Print all of the data exactly.

[begin Record extracts]

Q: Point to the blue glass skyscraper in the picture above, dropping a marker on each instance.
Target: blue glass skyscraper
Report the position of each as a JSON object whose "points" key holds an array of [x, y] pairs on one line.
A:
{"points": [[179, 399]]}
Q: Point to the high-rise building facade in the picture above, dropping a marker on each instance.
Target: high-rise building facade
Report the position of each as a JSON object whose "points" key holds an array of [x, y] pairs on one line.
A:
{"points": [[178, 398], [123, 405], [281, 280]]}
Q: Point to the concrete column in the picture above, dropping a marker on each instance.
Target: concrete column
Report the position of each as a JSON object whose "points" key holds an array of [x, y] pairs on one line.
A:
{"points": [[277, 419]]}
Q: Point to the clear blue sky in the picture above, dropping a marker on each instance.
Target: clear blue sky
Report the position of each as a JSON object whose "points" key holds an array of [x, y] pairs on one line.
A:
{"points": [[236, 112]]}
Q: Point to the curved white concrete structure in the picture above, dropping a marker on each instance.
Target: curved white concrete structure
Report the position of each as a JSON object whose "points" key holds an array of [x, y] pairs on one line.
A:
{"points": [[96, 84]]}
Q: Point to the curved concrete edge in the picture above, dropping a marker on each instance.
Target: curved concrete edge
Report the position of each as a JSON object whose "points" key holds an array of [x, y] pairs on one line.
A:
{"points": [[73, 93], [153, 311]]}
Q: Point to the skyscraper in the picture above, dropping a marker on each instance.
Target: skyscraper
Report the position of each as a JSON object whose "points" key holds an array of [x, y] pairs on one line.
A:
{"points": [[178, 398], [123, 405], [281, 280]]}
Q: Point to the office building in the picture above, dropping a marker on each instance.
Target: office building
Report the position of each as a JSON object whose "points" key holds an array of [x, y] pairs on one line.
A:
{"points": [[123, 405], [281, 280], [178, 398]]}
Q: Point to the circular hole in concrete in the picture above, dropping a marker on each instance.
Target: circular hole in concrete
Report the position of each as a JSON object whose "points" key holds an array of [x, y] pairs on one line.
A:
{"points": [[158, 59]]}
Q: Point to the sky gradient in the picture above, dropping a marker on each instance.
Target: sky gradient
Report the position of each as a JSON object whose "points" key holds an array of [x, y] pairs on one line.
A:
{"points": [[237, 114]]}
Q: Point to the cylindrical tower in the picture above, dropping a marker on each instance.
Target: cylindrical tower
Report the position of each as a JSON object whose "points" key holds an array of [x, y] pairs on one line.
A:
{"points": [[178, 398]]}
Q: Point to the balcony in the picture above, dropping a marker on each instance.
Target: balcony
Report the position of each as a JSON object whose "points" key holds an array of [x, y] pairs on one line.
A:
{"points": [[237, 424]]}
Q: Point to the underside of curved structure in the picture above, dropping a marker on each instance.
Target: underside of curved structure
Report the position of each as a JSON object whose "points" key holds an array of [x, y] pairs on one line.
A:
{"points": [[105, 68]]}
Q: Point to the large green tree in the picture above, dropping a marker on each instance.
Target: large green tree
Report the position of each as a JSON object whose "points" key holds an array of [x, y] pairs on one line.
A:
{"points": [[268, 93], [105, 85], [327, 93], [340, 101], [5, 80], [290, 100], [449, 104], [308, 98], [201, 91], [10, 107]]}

[end Record extracts]

§ Exercise output:
Q: Point to the blue glass skyscraper in the picture above, dropping a marker on each instance.
Target: blue glass skyscraper
Report the position of each as a JSON object whose "points" key holds an array of [x, y] pairs on one line.
A:
{"points": [[179, 399]]}
Q: Point to the high-rise building facade in the picture above, dropping a marker on each instance.
Target: high-rise building facade
Report the position of each as a JSON object whose "points" key holds an array of [x, y] pairs on one line.
A:
{"points": [[178, 398], [123, 405], [281, 280]]}
Q: Point to the concrete column in the picture above, dropping a marker on each instance.
Target: concrete column
Report the position of each as a JSON object whose "points" key holds an array of [x, y] pairs on one line.
A:
{"points": [[277, 419]]}
Q: Point to the clear blue sky in the picture above, dropping a marker on each instance.
Target: clear blue sky
Report the position of each as a JSON object whose "points" key holds an array of [x, y] pairs on one line.
A:
{"points": [[236, 112]]}
Q: Point to the curved white concrete structure in the picture above, dropping a marker on each instance.
Target: curved white concrete structure
Report the position of each as a JSON object whose "points" key holds an array of [x, y] pairs on one line.
A:
{"points": [[96, 84]]}
Q: Point to the curved concrete edge in the picture above, dropping a marker on each instance.
Target: curved concrete edge
Report the position of each as a JSON object whose "points" key holds an array of [x, y] pairs on one line.
A:
{"points": [[73, 93], [153, 311]]}
Q: Point to the skyscraper in the picture above, dropping a marker on each instance.
Target: skyscraper
Report the position of each as a JSON object whose "points" key holds an array of [x, y] pairs on one line.
A:
{"points": [[178, 398], [123, 405], [281, 280]]}
Q: Point to the office building in the picture above, dropping a marker on each instance.
Target: office building
Report the position of each as a JSON object whose "points" key holds an array of [x, y] pairs on one line.
A:
{"points": [[123, 405], [281, 280], [178, 398]]}
Q: Point to the circular hole in concrete in the picture above, dropping a marker on each instance.
Target: circular hole in concrete
Report the position of each as a JSON object whose "points" key holds an array of [x, y] pairs on one line.
A:
{"points": [[158, 59]]}
Q: Point to the sky gradient in the picture above, dropping a marker on each instance.
Target: sky gradient
Report the position of each as a JSON object whose "points" key holds an array of [x, y] pairs on one line.
A:
{"points": [[237, 114]]}
Q: Point to the cylindrical tower in the picture above, dropping a marker on each instance.
Target: cylindrical tower
Report the position of each as a JSON object whose "points" key holds an array of [x, y] pairs on one line.
A:
{"points": [[178, 398]]}
Q: Point to the balcony in the picture above, dropping a marker on each instance.
Target: balcony
Report the position of each as a JSON object whose "points" key holds an array of [x, y] pairs on one line.
A:
{"points": [[237, 424]]}
Q: Point to the underside of curved structure in the picture above, dropping a marker on each instance.
Target: underside of curved structure
Report the position of each as a JSON object whose "points" key holds an array of [x, y] pairs on one line.
A:
{"points": [[105, 68]]}
Q: Point to the large green tree in the picture above, dropping a marker on each instance.
Target: large green tree
Report the position of each as a JSON object whose "points" key holds an array of [x, y] pairs on one line.
A:
{"points": [[268, 93], [105, 85], [327, 93], [340, 101], [5, 80], [290, 100], [449, 104], [308, 98], [201, 91], [10, 107]]}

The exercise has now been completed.